Ao contrário de todas as cidades brasileiras, Brasília não possui esquinas. Projetada para evitar qualquer tipo de confronto, seu traçado retilíneo dificulta o encontro casual. Lá, as conversas são agendadas, pois a cidade é avessa ao acaso.
Desde a sua projeção, a nova capital federal tinha como
principal objetivo evitar qualquer tipo de tumulto, revolta ou revolução em seu
espaço. Procurando se afastar das diferentes revoltas ocorridas na antiga
capital — Rio de Janeiro, que, desde
o início da República, manteve-se em constante conflito com sua população —, Brasília incorporou a repulsa soviética
ao contraditório sob mãos de Oscar Niemeyer.
Projetada na década de 1950, quando o Brasil dormia no campo
e acordava com a fumaça dos automóveis, Brasília
é fruto de uma modernização avassaladora. Entre os anos 1930-1980, o Brasil
possuía um crescimento chinês. Seu interior, doravante abandonado, passou a ser
visto como um projeto de um novo país. Dos troncos contorcidos do cerrado
nascia uma cidade racional e setorizada. Inspirada na tradição da Paris de Haussmann
do século XIX e nas cidades do comunismo soviético, velocidade, impessoalidade
e vigilância marcam o projeto do Plano Piloto.
Quando do concreto se fez palavras, Brasília passou a abrigar uma nova política no país. Distante de
greves, chibatas e bombardeios, a nova capital federal subverteu os
ensinamentos do pensador iluminista Montesquieu e criou
sua própria interpretação acerca das funções de seus Três Poderes.
Se Jânio Quadros, em
São Paulo, e João Goulart,
no Rio de Janeiro, não haviam
estabelecido o jogo político em Brasília,
coube aos militares, através de um novo golpe, organizarem a política na nova
capital republicana.

*Tarefa curta*:
Por favor, copie na íntegra o texto sobre Brasília, sem mudar nenhuma palavra.

*Conteúdo dos dados*:
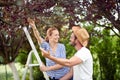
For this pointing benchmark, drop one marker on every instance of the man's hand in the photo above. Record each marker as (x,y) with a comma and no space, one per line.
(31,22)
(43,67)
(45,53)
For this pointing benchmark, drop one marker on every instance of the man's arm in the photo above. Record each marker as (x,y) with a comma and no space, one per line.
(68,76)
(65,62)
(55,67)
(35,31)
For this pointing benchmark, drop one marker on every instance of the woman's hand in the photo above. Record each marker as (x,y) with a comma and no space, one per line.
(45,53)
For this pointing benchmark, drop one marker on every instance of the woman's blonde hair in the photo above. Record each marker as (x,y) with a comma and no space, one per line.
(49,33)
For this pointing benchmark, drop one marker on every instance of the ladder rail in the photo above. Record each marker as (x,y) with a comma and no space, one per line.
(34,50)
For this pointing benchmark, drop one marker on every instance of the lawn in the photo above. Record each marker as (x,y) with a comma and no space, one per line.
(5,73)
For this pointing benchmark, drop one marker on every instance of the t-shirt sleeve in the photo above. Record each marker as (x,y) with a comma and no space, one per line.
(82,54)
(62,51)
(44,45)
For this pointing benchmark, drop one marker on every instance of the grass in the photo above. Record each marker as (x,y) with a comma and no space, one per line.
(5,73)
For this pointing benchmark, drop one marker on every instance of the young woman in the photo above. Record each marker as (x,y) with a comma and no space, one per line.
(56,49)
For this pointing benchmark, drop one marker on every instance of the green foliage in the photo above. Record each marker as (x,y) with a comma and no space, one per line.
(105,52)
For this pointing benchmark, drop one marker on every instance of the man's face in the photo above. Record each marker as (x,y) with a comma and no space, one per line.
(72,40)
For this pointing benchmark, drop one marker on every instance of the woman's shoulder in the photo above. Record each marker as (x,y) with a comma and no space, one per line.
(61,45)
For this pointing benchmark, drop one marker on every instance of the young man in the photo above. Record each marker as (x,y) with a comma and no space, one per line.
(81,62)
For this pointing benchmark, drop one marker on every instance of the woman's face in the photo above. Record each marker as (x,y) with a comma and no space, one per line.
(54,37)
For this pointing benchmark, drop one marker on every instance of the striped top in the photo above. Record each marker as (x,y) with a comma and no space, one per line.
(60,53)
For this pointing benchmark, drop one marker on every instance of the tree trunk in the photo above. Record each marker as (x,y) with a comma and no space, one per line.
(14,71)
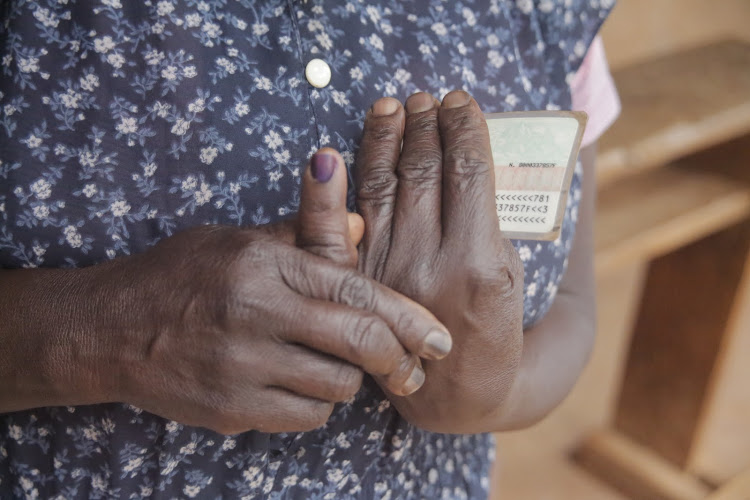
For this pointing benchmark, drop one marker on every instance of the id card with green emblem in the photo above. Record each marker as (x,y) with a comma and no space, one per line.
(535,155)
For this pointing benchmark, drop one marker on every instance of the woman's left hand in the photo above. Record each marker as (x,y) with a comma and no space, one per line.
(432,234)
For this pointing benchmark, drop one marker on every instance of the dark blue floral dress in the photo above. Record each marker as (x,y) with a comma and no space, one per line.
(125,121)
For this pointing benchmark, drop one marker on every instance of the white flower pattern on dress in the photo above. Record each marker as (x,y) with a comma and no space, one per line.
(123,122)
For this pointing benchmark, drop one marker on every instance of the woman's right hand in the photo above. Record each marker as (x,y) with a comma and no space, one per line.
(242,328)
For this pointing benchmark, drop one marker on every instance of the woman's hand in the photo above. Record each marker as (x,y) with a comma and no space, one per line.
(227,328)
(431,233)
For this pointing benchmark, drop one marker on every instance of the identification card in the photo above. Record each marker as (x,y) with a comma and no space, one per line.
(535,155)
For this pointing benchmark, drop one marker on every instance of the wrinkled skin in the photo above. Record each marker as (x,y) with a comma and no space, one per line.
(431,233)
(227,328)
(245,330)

*Em resposta*:
Ao contrário de todas as cidades brasileiras, Brasília não possui esquinas. Projetada para evitar qualquer tipo de confronto, seu traçado retilíneo dificulta o encontro casual. Lá, as conversas são agendadas, pois a cidade é avessa ao acaso.
Desde a sua projeção, a nova capital federal tinha como
principal objetivo evitar qualquer tipo de tumulto, revolta ou revolução em seu
espaço. Procurando se afastar das diferentes revoltas ocorridas na antiga
capital — Rio de Janeiro, que, desde
o início da República, manteve-se em constante conflito com sua população —, Brasília incorporou a repulsa soviética
ao contraditório sob mãos de Oscar Niemeyer.
Projetada na década de 1950, quando o Brasil dormia no campo
e acordava com a fumaça dos automóveis, Brasília
é fruto de uma modernização avassaladora. Entre os anos 1930-1980, o Brasil
possuía um crescimento chinês. Seu interior, doravante abandonado, passou a ser
visto como um projeto de um novo país. Dos troncos contorcidos do cerrado
nascia uma cidade racional e setorizada. Inspirada na tradição da Paris de Haussmann
do século XIX e nas cidades do comunismo soviético, velocidade, impessoalidade
e vigilância marcam o projeto do Plano Piloto.
Quando do concreto se fez palavras, Brasília passou a abrigar uma nova política no país. Distante de
greves, chibatas e bombardeios, a nova capital federal subverteu os
ensinamentos do pensador iluminista Montesquieu e criou
sua própria interpretação acerca das funções de seus Três Poderes.
Se Jânio Quadros, em
São Paulo, e João Goulart,
no Rio de Janeiro, não haviam
estabelecido o jogo político em Brasília,
coube aos militares, através de um novo golpe, organizarem a política na nova
capital republicana.